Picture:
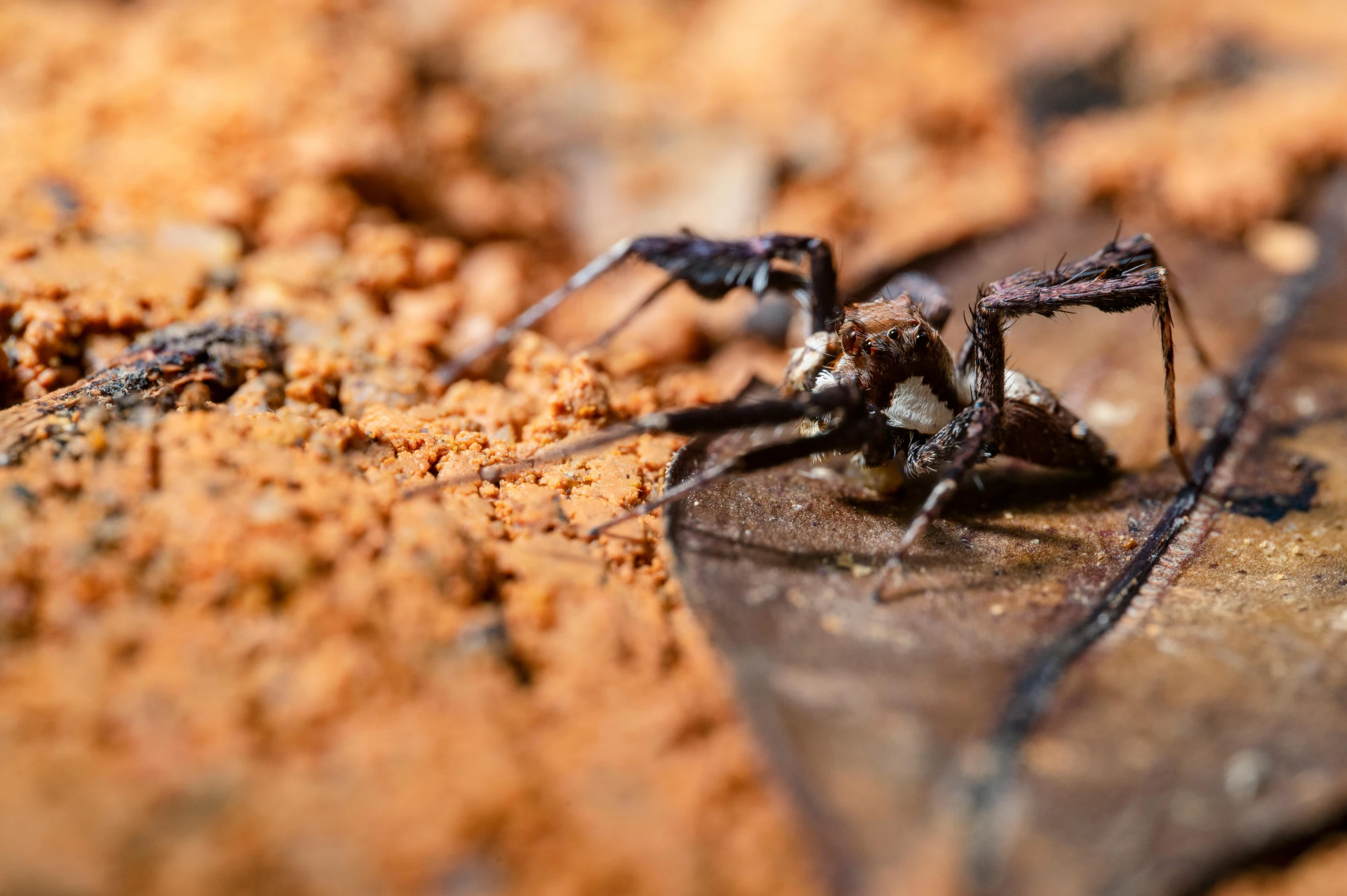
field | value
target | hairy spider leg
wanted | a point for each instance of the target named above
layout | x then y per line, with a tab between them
1098	282
1113	292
============
Copy every line of the records above word for word, omitting the pictures.

● FINISHED ANSWER:
Picture:
field | value
target | hairy spider leg
wanted | a point for each instance of the target named above
layout | x then y per line, with a tab between them
1098	282
1113	292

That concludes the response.